### Directions for this task
In full and word for word, give the records again.

### Data records
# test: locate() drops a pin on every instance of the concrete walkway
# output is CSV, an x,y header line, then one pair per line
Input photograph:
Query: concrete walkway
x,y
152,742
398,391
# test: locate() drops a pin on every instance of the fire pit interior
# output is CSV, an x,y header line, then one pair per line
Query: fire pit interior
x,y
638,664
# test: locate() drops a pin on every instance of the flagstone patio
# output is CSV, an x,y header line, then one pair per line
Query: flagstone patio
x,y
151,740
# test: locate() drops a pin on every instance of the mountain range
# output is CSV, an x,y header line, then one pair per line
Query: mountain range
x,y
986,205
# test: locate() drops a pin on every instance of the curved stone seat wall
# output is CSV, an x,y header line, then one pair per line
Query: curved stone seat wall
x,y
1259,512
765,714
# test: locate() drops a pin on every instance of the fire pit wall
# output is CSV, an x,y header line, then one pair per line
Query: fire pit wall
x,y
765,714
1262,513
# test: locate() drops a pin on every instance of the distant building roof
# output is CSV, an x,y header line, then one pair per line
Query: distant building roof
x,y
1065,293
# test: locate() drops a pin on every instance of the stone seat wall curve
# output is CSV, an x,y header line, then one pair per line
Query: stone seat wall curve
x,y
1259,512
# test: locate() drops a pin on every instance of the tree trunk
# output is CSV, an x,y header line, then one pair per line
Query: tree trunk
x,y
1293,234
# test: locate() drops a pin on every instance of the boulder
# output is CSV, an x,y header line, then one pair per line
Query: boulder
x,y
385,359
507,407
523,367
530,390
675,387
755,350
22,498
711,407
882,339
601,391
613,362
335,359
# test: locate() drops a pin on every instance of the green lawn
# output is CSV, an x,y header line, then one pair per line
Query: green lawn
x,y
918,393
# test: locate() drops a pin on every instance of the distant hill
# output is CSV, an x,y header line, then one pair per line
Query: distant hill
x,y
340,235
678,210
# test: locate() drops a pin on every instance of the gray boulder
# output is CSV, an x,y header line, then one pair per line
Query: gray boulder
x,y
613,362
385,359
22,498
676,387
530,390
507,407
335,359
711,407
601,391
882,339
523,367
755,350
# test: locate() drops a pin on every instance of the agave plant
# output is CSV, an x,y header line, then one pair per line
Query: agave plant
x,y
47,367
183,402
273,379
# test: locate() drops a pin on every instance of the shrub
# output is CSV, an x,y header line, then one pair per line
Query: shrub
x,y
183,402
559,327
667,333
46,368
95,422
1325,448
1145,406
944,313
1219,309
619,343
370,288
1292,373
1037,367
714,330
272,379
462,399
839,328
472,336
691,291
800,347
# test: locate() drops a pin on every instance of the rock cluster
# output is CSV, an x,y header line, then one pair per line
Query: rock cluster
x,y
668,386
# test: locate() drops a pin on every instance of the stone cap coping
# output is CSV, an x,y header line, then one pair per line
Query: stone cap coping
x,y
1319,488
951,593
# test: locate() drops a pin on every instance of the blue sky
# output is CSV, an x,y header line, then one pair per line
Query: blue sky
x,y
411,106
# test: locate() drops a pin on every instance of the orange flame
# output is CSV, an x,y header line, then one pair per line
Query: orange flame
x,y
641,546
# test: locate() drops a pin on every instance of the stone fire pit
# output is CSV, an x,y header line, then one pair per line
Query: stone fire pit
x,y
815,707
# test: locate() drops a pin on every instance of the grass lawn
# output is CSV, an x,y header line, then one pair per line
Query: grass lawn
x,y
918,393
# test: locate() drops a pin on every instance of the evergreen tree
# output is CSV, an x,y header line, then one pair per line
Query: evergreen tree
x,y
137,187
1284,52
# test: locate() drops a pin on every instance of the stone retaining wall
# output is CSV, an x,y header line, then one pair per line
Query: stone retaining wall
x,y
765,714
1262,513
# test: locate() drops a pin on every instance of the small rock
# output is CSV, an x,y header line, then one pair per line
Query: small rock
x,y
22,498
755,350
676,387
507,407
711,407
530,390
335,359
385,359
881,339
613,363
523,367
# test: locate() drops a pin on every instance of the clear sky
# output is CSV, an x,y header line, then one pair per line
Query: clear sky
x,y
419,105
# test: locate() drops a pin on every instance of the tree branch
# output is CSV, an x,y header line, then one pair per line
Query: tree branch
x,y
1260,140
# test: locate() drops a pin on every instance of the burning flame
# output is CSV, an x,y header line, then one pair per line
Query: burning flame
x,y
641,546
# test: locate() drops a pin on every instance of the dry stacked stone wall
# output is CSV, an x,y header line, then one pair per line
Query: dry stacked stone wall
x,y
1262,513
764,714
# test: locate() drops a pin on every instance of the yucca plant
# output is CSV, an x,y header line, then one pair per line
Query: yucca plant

### Task output
# test: locate() drops a pin on every instance of the concrete walkway
# output is CSV, an x,y header line, then one pair per line
Input photograph:
Query: concrete walkway
x,y
152,742
398,391
# test: locate() drops a pin on every instance of the fire pit interior
# output is CSV, an x,y header line, then one pair per line
Query: fire pit interior
x,y
638,664
# test: locate() drops a pin on every instance of the flagstone patio
# output is CSV, an x,y header line, then one pair per line
Query: flagstone patio
x,y
151,740
# test: locate() drops a pin on every instance of the mountain range
# output is CSV, an x,y header line, then one pair per line
Query: mountain range
x,y
986,205
# test: locate() drops a pin on every instance of the curved stone seat wall
# output is CSV, an x,y header line, then one pair per line
Query: curved stone seat wall
x,y
1259,512
765,714
# test: locate() drops a pin on every instance of the fire pit wall
# output is CSV, an x,y header line, then one pair per line
Query: fire pit wall
x,y
765,714
1262,513
# test: locate() drops a pin on every instance of the distant building roof
# output is CSV, an x,y header line, then one pair per line
Query: distant building roof
x,y
1065,293
# test: locate() drops a pin on every instance of the stone seat wall curve
# output is CSV, an x,y header line, then one pair per line
Query: stone seat wall curve
x,y
1259,512
# test: locate() drops a pin on every instance of the tree trunk
# output is CSV, an x,y header line, then one pair per line
Query: tree trunk
x,y
1293,234
# test: locate() drops a pin on every instance of the boulder
# output is CSV, an x,y header line, then one pair per line
Query: boulder
x,y
385,359
507,407
523,367
530,390
675,387
755,350
22,498
711,407
882,339
601,391
613,362
335,359
# test: locate() drops a pin on every instance of the green lawn
# output is CSV, an x,y header line, then one pair per line
Query: green lawn
x,y
918,393
# test: locate() drops a pin on every instance of the distant hill
# output is CSV, an x,y header line, then one pair per line
Query: distant hill
x,y
340,235
678,210
# test: locate() drops a pin on every instance of the gray boulder
# output is CSV, an x,y header line, then one pair per line
Query: gray boulder
x,y
613,362
385,359
22,498
676,387
530,390
507,407
335,359
711,407
601,391
882,339
523,367
755,350
# test: locate() drops a pin on every instance of the agave plant
# output is CSV, an x,y header line, then one pair per line
Query: agave plant
x,y
47,367
183,402
273,379
# test: locate() drops a pin on every instance of the shrub
# output is CSV, an x,y header line, then one pair per line
Query: shrub
x,y
183,402
559,327
667,333
46,368
95,422
1325,448
1145,406
944,313
1219,309
619,343
370,288
1292,373
1037,367
714,330
272,379
462,399
839,328
472,336
691,291
800,347
# test: locate() drops a pin on every instance of the rock cluster
# output is CSV, an x,y header line, then one pair per line
Query: rock cluster
x,y
668,386
# test: locate() drops a pin on every instance of the stone cap coping
# output is CSV, an x,y header line, then one pair per line
Query: stone cap coping
x,y
1319,488
951,593
# test: locate() drops a pin on every instance of the blue sky
# output is CSV, an x,y header line, then one pair per line
Query: blue sky
x,y
411,106
# test: locate() drops a pin on every instance of the orange flame
# output is CSV, an x,y header line, then one pair per line
Query: orange flame
x,y
641,546
# test: locate() drops a pin on every instance of the stone fire pit
# output is CSV, an x,y header line, then one pair per line
Query: stone fire pit
x,y
815,707
# test: locate() drops a pin on every instance of the grass lawn
# output is CSV, an x,y header line, then one pair per line
Query: grass lawn
x,y
918,393
# test: locate() drops a pin on every instance of the evergreen tree
# output is CSV, an x,y header line, then one pair per line
Query: evergreen tree
x,y
137,187
1284,52
# test: locate() drops a pin on every instance of the stone retaining wall
# output is CSV, an x,y header line, then one pair per line
Query: stone retaining wall
x,y
765,714
1262,513
# test: locate() drops a pin on every instance of the small rock
# output is CSV, an x,y header line, then one pair per line
Query: small rock
x,y
22,498
755,350
676,387
507,407
711,407
530,390
335,359
385,359
881,339
613,363
523,367
# test: locate() drops a pin on every instance of the clear sky
# output is CSV, an x,y header line, then one pair per line
Query: clear sky
x,y
419,105
# test: locate() drops a pin on every instance of the tree branch
# output is CSV, an x,y header line, then one pair per line
Query: tree branch
x,y
1260,140
# test: locate() drops a pin on every instance of the burning flame
# output is CSV, an x,y header line, then one pair per line
Query: burning flame
x,y
641,546
# test: locate() drops a pin on every instance of the dry stacked stone wall
# output is CSV, an x,y header line, then one pair per line
Query: dry stacked stone wall
x,y
1262,513
764,714
# test: locate() drops a pin on every instance of the yucca plant
# output is CSV, an x,y header line, then one pair per line
Query: yucca plant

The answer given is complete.